[EXTRAIT DU DOCUMENT]
• • • • •

Dans son dernier disque Melancholy Grace, publié en mai dernier, le claveciniste Jean Rondeau rassemble, sous le thème de la mélancolie, des œuvres d’une douzaine de compositeurs, anglais, italiens, flamands et allemands.

Au départ, il y a Flow, my tears de John Dowland, composé initialement pour luth en 1596, popularisé au milieu du XXe siècle par Alfred Deller et autres pionniers de la musique ancienne. Cet air se répand rapidement dans toute l’Europe et en 1604 fut publié un recueil réunissant ses variants, Lachrimae, or Seaven Teares. Dans le livret qu’il signe lui-même, Jean Rondeau fait largement référence à la pièce de Dowland comme point de départ mais chose étrange, il ne le présente pas dans l’enregistrement !

En l’absence de LA référence, c’est à chacun(e) d’imaginer un voyage autour du « tube » d’il y a 400 ans. Quant au claveciniste, il a commencé son voyage en abordant ces musiques du XVIIe siècle après avoir été toujours imprégné dans l’univers musical du XVIIIe. Et c’est un instrument qui lui a imposé ce voyage : un virginal ou un arpicordo original, réalisé vers 1575 à Florence par un facteur inconnu (attribué à Francesco Poggi). Afin de mieux exprimer la sensibilité qu’il accorde à chaque pièce, il fait également appel à l’un de ses instruments préférés, un clavecin que Philippe Humeau a construit en 2007 d’après un instrument anonyme italien du début du XVIIIe siècle.

Ce qui frappe dans cet enregistrement, c’est d’abord la variété de la sonorité entre ces deux instruments mais aussi entre les pièces jouées sur un même instrument. Sur le Humeau, la nature du son change complètement par le jeu de registration et d’accord. Le plus flagrant en est probablement entre la Passacaille del Seignore Louigi et Toccata quarta per l’elevatione. Pour chaque passage d’un instrument à l’autre, Rondeau fait entendre un extrait de Ballo alla Polacha de Giovanni Picchi, dont les accords brisés rappellent irrésistiblement le luth, voire la guitare (et par là, on se rend compte tout d’un coup que le clavecin est bel et bien un instrument à cordes pincées !), comme pour passer à l’entracte d’un opéra, puis pour revenir à l’acte suivant. Pendant cet « entracte », on joue un intermezzo, en l’occurrence des pièces sur le virginal. La musique vigoureuse de Picchi sonne également comme un bref prélude au deuxième autre acte.

• • • • •

[DONNÉES FOURNIES]
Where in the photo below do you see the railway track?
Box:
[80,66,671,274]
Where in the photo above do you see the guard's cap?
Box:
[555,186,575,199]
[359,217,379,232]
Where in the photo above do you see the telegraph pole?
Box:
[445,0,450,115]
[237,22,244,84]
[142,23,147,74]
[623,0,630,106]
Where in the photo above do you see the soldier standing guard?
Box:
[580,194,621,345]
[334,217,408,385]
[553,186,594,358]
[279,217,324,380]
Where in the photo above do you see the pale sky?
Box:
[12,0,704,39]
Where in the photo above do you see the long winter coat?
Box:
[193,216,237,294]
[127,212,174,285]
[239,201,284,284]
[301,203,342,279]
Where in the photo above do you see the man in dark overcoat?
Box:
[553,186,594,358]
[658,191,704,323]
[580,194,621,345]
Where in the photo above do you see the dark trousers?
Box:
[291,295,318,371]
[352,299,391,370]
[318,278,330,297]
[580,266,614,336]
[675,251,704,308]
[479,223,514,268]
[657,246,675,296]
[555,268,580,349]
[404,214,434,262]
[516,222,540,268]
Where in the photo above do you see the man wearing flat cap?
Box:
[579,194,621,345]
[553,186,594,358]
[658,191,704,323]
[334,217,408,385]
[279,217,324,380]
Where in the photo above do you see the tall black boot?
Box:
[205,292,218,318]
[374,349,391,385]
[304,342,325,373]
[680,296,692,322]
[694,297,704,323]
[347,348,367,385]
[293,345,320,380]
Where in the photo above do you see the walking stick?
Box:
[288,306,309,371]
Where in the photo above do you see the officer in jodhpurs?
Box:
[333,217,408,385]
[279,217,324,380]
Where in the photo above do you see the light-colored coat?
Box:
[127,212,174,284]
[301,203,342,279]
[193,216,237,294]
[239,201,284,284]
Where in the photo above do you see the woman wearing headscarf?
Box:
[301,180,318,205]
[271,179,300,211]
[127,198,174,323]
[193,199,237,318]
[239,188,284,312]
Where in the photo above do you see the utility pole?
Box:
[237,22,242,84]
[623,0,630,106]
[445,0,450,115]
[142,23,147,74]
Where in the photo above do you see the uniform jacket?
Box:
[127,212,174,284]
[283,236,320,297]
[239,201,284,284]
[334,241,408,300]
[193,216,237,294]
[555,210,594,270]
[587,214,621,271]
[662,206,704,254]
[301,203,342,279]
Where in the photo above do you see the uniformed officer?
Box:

• • • • •

[EXERCICES À TRAITER]
[a] Reproduisez à l'identique, dans la critique du disque Melancholy Grace, le passage qui va de « Dans son dernier » jusqu'à « flamands et allemands. ».
[b] Prolongez la critique du disque Melancholy Grace à partir de sa dernière phrase.

[RÉSULTATS DES EXERCICES]
[a]
Dans son dernier disque Melancholy Grace, publié en mai dernier, le claveciniste Jean Rondeau rassemble, sous le thème de la mélancolie, des œuvres d’une douzaine de compositeurs, anglais, italiens, flamands et allemands.

[b]
Dans l’ensemble du programme, chaque interprétation est marquée par la liberté que prend le musicien, notamment la fluctuation du temps (ou rubato dans le terme moderne) par des valeurs très variées d’une même note. C’est comme s’il cherchait la suite de ce qu’il vient de jouer, comme si, donc, la musique venait d’être créée par improvisation. Dans cette oscillation du temps, il met l’accent sur certaines notes dissonantes pour insister sur leurs étrangetés. Un autre point qui frappe, c’est la richesse des ornements, simples ou exubérants selon les pièces. Il varie ainsi les propos, d’une pièce à une autre, empêchant de tomber dans une monotonie inévitable compte tenu du caractère de ces musiques : la mélancolie. Si dans la Fantasia cromatica de Sweelinck, Jean Rondeau nous fait redécouvrir de nouveau la singularité de la musique de ce compositeur, les musiques anglaises (Melancholy Pavan et Melancholy Gaillard de John Bull, ainsi que Pavana de Gibbons) jouées sur le virginal, sont d’une beauté recueillie et… mélancolique !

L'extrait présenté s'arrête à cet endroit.